Harvest of Hope Foundation
- The Harvest of Hope Foundation Logo
- Formation: 1997
- Legal status: 501(c)(3) Foundation
- Purpose: Humanitarianism
- Headquarters: Gainesville, Florida, U.S.
- Region served: United States
- President: Phil Kellerman
- Website: www.harvestofhope.net

= Harvest of Hope Foundation =

American nonprofit organization

The Harvest of Hope Foundation is a 501(c)(3) non-profit foundation which provides emergency and educational financial relief to migrant farmworkers and their families.

==History==

Although the Harvest of Hope Foundation is currently based out of Gainesville, Florida, it was founded by Philip Kellerman in 1997 in Oneonta, New York. The foundation was established through an inheritance from Kellerman's grandmother, Dr. Helen Zand (1901–1995) – the first woman accepted to the law school of Cornell University and a long time social worker. In honor and memory of his grandmother, Kellerman wanted to continue the tradition of social service work by forming the foundation in order to assist mobile field laborers of fruits, vegetables and other foods.

In the field of migrant education, the words "harvesting" and "harvesting hope" are used frequently for those who advocate for the educational, social and health needs of migrant workers.

==Organization==
The Harvest of Hope Foundation is a non-profit 501(c)(3) foundation which is tax exempt as defined under the IRS guidelines. It is composed of a board of directors with over 100 combined years in migrant education and human services.

== Function ==
The Harvest of Hope Foundation provides humanitarian support and emergency financial assistance to migrant farmworkers and their families. Funds are provided for things such as automobile breakdowns, utility shutoffs, rent payments, medical situations and funeral expenses. The Harvest of Hope Foundation also issues grants to small businesses and organizations that provide social services and assistance to migrant farmworkers. The Harvest of Hope Foundation provides educational scholarships to children of migrant farmworkers to attend college or other post-secondary education. The Foundation also houses and manages 42 funds on behalf of migrant farmworkers and families. The Foundation President, Philip Kellerman, conducts regular meetings and workshops throughout the country with educators, migrant advocates and state officials who are involved with social services to migrants.

_Goal of the exercise_. According to the Harvest of Hope Foundation article, where and in what year was the foundation established? The listing that comes next is from a separate source and is unrelated to the Harvest of Hope Foundation article.

_Information shown_.
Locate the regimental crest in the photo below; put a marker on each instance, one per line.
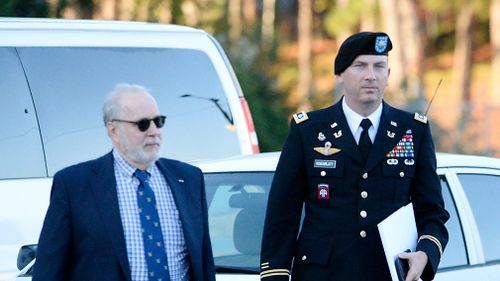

_Reply to the exercise_. In Oneonta, New York, in 1997.